- ENTRIES:
------------------------
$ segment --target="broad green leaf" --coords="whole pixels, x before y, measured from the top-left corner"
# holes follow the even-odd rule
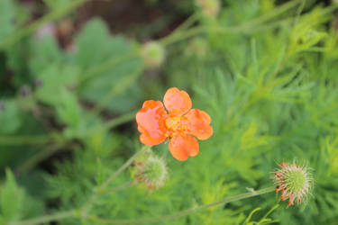
[[[59,68],[58,65],[49,65],[37,76],[42,83],[36,91],[37,97],[48,104],[59,104],[60,92],[73,87],[78,74],[78,69],[76,67]]]
[[[24,192],[16,184],[14,176],[7,169],[5,185],[0,189],[0,214],[2,220],[10,221],[22,217]]]

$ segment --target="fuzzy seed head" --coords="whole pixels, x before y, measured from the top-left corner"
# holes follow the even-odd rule
[[[136,180],[145,184],[150,190],[163,186],[168,179],[168,168],[163,158],[150,156],[144,160],[135,162],[137,173]]]
[[[165,59],[165,50],[162,45],[155,41],[145,43],[141,50],[141,56],[147,68],[159,68]]]
[[[279,166],[273,176],[276,193],[281,192],[280,200],[288,199],[288,205],[294,205],[294,201],[301,203],[313,187],[313,177],[308,168],[295,162],[291,165],[282,162]]]

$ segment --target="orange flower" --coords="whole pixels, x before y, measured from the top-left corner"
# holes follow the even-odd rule
[[[141,142],[148,146],[159,145],[169,139],[170,153],[178,160],[196,156],[199,146],[193,136],[198,140],[210,138],[213,128],[209,114],[191,109],[189,94],[176,87],[168,89],[163,103],[168,113],[162,103],[154,100],[144,102],[136,113]]]

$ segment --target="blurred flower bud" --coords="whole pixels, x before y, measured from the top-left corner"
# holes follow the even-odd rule
[[[162,45],[155,41],[150,41],[142,45],[141,56],[147,68],[159,68],[165,59],[165,50]]]
[[[219,0],[196,0],[196,4],[201,8],[203,14],[206,17],[217,16],[221,8]]]
[[[22,97],[28,97],[29,95],[31,95],[31,88],[29,86],[23,86],[22,88],[20,88],[20,96]]]
[[[163,158],[150,156],[145,159],[135,161],[136,181],[144,184],[150,190],[156,190],[163,186],[168,179],[168,168]]]
[[[5,110],[5,103],[0,102],[0,112],[3,112]]]
[[[291,165],[282,162],[279,166],[273,176],[276,193],[281,192],[280,200],[288,199],[288,206],[294,205],[294,201],[301,203],[309,194],[314,184],[308,168],[297,166],[295,162]]]
[[[47,22],[41,25],[35,32],[35,37],[40,40],[44,37],[54,36],[56,33],[56,26],[52,22]]]
[[[195,38],[188,43],[185,52],[187,56],[203,58],[206,56],[208,50],[209,46],[206,40],[202,38]]]
[[[35,79],[34,86],[35,87],[41,87],[43,86],[43,81],[41,79]]]

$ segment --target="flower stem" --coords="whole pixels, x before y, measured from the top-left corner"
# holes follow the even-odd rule
[[[47,223],[50,221],[57,221],[66,218],[76,217],[76,211],[62,212],[53,215],[41,216],[32,220],[10,222],[8,225],[34,225]]]
[[[152,223],[152,222],[159,222],[169,220],[174,220],[179,217],[187,216],[191,213],[195,213],[196,212],[200,212],[203,210],[209,209],[214,206],[226,204],[232,202],[239,201],[242,199],[251,198],[253,196],[271,193],[275,190],[274,186],[267,187],[264,189],[260,189],[258,191],[253,191],[250,193],[244,193],[238,195],[234,195],[232,197],[227,197],[220,201],[214,202],[209,204],[204,204],[197,207],[193,207],[188,210],[184,210],[176,213],[172,213],[166,216],[159,216],[159,217],[152,217],[152,218],[143,218],[143,219],[136,219],[136,220],[106,220],[102,219],[94,215],[87,215],[87,220],[97,222],[97,223],[104,223],[104,224],[136,224],[136,223]]]
[[[144,151],[148,148],[148,146],[144,146],[140,151],[136,152],[132,157],[131,157],[128,161],[126,161],[115,173],[114,173],[100,187],[98,188],[98,192],[103,192],[109,184],[122,172],[123,172],[129,166],[132,165],[133,160],[135,160],[136,158],[138,158],[140,155],[143,154]]]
------------------------
Which lines in the entries above contain the word "segment", matching its case exactly? List each such line in full.

$ segment --target="broad green leaf" --coords="whole pixels, x before y, measured from the top-left corner"
$ segment --target="fuzzy seed head" --coords="whole pixels, x before y, measured from the top-left corner"
$ segment --target="orange flower" --coords="whole pixels, x before y, measured from the top-left corner"
$ segment --target="blurred flower bud" --coords="whole pixels, x before y, measured from the top-left corner"
$ segment --target="flower stem" --coords="whole pixels, x before y, measured from the top-left corner"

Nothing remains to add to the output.